(PROVIDED RECORDS)

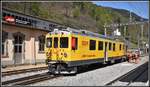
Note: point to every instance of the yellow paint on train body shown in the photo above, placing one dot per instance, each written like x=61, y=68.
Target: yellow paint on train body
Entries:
x=83, y=51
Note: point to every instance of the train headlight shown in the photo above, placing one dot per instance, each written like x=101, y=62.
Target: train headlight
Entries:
x=65, y=54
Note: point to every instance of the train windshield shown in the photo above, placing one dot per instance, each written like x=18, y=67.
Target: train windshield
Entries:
x=64, y=42
x=49, y=42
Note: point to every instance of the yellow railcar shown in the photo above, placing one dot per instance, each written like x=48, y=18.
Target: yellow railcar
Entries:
x=67, y=49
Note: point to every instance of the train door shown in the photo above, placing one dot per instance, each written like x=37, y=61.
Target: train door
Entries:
x=105, y=52
x=18, y=48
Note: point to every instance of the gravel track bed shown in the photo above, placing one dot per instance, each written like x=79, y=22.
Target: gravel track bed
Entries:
x=16, y=76
x=97, y=77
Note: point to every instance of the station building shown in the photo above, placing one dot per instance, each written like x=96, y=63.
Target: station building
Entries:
x=23, y=38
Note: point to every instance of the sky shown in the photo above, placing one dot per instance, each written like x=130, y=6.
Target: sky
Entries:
x=140, y=8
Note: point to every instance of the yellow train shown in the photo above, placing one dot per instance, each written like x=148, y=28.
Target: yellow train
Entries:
x=67, y=49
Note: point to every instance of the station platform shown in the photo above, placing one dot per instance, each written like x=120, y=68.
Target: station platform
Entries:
x=21, y=67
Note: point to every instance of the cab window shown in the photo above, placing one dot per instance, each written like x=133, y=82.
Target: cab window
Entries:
x=92, y=45
x=100, y=45
x=49, y=42
x=64, y=42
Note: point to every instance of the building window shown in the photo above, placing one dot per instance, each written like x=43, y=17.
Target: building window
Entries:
x=100, y=45
x=4, y=43
x=113, y=46
x=109, y=45
x=41, y=42
x=92, y=45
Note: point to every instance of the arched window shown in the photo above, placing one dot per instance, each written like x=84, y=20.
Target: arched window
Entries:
x=41, y=42
x=4, y=43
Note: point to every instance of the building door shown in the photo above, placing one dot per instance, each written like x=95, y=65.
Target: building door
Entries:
x=105, y=52
x=18, y=48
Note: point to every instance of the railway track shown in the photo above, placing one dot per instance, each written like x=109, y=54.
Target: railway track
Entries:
x=132, y=75
x=8, y=73
x=30, y=79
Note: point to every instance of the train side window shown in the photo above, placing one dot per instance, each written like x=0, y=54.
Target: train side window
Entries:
x=55, y=42
x=120, y=47
x=74, y=44
x=92, y=45
x=64, y=42
x=113, y=46
x=109, y=45
x=49, y=42
x=100, y=45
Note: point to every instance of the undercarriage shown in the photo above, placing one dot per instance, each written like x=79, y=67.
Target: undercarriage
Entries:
x=61, y=68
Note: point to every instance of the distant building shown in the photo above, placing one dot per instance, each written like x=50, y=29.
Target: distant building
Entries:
x=23, y=38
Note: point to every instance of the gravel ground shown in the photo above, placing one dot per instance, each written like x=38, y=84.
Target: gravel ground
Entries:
x=5, y=78
x=98, y=77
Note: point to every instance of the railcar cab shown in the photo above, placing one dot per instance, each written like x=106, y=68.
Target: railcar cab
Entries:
x=59, y=44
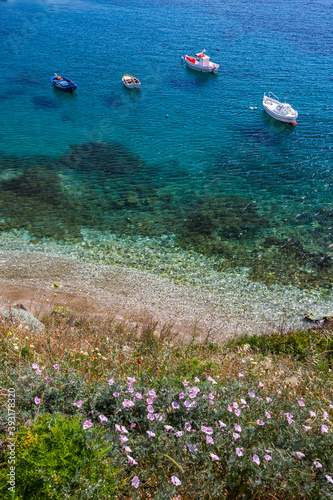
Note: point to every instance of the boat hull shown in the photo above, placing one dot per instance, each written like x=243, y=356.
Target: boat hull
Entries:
x=281, y=112
x=198, y=67
x=68, y=87
x=282, y=119
x=131, y=82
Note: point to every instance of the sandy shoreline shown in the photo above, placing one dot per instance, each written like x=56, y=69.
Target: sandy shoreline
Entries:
x=136, y=296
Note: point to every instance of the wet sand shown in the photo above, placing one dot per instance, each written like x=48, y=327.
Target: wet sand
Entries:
x=135, y=296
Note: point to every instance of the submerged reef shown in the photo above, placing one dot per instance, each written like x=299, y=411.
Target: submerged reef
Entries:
x=45, y=103
x=104, y=187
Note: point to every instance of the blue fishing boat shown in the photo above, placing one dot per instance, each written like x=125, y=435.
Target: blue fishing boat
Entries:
x=62, y=83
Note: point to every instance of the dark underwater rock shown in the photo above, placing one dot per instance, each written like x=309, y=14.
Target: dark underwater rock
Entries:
x=113, y=101
x=45, y=103
x=260, y=135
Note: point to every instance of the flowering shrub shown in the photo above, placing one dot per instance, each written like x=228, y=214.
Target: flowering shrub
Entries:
x=56, y=458
x=243, y=426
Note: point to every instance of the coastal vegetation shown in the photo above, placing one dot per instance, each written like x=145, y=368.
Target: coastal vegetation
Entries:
x=110, y=411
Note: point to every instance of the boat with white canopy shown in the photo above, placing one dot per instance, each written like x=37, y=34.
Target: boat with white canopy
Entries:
x=281, y=111
x=201, y=62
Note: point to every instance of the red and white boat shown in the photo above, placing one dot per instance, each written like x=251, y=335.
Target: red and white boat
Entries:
x=201, y=62
x=281, y=111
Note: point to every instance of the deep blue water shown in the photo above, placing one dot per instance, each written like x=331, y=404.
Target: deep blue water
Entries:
x=184, y=155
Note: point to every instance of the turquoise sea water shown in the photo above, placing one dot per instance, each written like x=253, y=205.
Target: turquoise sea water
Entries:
x=183, y=163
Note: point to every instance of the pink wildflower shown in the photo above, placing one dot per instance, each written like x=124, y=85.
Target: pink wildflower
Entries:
x=207, y=430
x=87, y=424
x=135, y=482
x=175, y=481
x=211, y=380
x=127, y=403
x=168, y=427
x=131, y=460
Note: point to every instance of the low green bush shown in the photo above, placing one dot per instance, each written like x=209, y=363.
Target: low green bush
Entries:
x=56, y=458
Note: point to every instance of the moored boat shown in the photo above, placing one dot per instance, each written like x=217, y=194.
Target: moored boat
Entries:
x=62, y=83
x=131, y=82
x=201, y=62
x=281, y=111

(End PROVIDED RECORDS)

▶ _WHAT NEEDS TO BE DONE_
Copy out the lines of the data where the string "platform" occurs.

▶ _EXERCISE ANSWER_
Note: point to every instance of the station platform shown in the photo above, placing one dot per instance, each written like x=120, y=68.
Target: station platform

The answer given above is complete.